Restate each record word for word, from the first to the last.

PROVIDED INFORMATION: Begin

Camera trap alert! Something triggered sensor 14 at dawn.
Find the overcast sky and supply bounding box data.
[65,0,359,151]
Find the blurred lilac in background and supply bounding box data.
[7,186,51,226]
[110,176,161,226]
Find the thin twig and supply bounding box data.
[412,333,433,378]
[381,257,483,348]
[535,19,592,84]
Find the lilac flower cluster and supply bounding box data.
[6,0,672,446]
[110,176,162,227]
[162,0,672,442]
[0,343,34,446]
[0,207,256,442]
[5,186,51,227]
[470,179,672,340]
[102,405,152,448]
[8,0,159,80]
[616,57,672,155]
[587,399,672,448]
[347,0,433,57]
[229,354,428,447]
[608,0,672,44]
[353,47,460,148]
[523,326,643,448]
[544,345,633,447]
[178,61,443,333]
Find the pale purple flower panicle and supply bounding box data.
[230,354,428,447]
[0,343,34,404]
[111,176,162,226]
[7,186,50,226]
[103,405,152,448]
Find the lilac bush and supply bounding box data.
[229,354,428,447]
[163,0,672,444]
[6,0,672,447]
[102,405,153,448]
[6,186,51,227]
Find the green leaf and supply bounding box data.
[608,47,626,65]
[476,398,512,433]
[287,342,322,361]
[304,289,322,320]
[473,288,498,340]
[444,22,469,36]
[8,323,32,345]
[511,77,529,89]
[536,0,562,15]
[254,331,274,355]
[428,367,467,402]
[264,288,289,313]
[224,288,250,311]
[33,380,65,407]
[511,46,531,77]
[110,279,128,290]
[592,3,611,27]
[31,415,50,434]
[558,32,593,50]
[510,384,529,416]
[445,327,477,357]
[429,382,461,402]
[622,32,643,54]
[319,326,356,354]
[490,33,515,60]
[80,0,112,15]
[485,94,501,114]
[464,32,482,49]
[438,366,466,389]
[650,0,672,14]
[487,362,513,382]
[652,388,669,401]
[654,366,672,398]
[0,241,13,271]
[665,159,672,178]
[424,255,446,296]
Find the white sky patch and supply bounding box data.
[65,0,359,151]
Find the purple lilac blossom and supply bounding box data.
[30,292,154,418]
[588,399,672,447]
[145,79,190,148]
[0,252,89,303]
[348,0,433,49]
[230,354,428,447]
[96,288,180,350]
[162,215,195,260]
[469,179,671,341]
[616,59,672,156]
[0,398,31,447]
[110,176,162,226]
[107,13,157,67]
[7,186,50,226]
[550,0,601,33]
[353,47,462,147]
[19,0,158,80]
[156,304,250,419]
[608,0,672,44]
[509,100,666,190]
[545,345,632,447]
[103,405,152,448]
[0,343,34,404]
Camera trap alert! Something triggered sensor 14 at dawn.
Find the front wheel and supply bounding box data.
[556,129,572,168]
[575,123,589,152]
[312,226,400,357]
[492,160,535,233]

PROVIDED INFORMATION: End

EXERCISE OUTPUT →
Camera trap alert! Something triggered sensor 14 at dawn.
Find the overcast sky and supply bounding box data.
[65,0,359,151]
Find the blurred lilac in background and supply bounding box data.
[7,186,51,226]
[110,176,161,226]
Find the thin twig and supply bounding box data.
[412,333,433,378]
[381,257,483,348]
[535,19,592,84]
Find the lilac flower cluster and supply bounding box data.
[6,0,672,446]
[110,176,162,227]
[162,0,672,442]
[0,343,34,446]
[0,207,256,442]
[5,186,51,227]
[470,179,672,340]
[102,405,152,448]
[8,0,159,80]
[616,57,672,155]
[587,399,672,448]
[347,0,433,57]
[229,354,428,447]
[608,0,672,44]
[353,47,460,148]
[523,326,643,448]
[544,345,633,447]
[178,61,443,333]
Find the pale purple flower panicle and supply bounding box data.
[230,354,428,447]
[0,343,34,404]
[111,176,162,226]
[7,186,50,226]
[103,405,152,448]
Find the lilac bush and supply bounding box data.
[229,354,428,447]
[163,0,672,444]
[6,0,672,447]
[102,405,153,448]
[6,186,51,227]
Find the green leaf and supply bounding box data.
[608,47,626,65]
[476,398,512,433]
[287,342,322,361]
[304,289,322,320]
[473,288,498,340]
[444,22,469,36]
[8,323,32,345]
[511,77,529,89]
[536,0,562,15]
[254,331,274,355]
[428,367,467,402]
[264,288,289,313]
[224,288,250,311]
[33,380,65,407]
[511,46,531,77]
[110,279,128,290]
[592,3,611,27]
[31,415,50,434]
[558,32,593,50]
[510,384,529,416]
[445,327,477,357]
[429,382,461,402]
[622,32,643,54]
[319,326,356,354]
[490,33,515,60]
[80,0,112,15]
[485,94,501,114]
[464,32,482,49]
[438,366,466,389]
[650,0,672,14]
[487,362,513,382]
[652,388,669,401]
[654,366,672,398]
[0,241,13,271]
[665,159,672,178]
[424,255,446,296]
Find the white sky patch and supply bounding box data.
[65,0,359,151]
Find the purple lilac blossom and supply bounding box data.
[30,292,154,418]
[588,399,672,447]
[145,79,190,148]
[0,252,89,303]
[348,0,433,49]
[230,354,428,447]
[96,288,180,350]
[162,215,195,260]
[469,179,671,341]
[616,59,672,156]
[0,398,31,447]
[110,176,162,226]
[107,13,157,67]
[7,186,50,226]
[550,0,601,33]
[353,47,462,147]
[19,0,158,80]
[156,304,250,419]
[608,0,672,44]
[509,100,666,190]
[545,345,632,447]
[103,405,152,448]
[0,343,34,404]
Camera trap alert! Something triggered sensor 14 at dawn.
Find the front wheel and supply bounding box data.
[556,129,572,168]
[575,123,589,152]
[312,226,400,357]
[492,160,535,233]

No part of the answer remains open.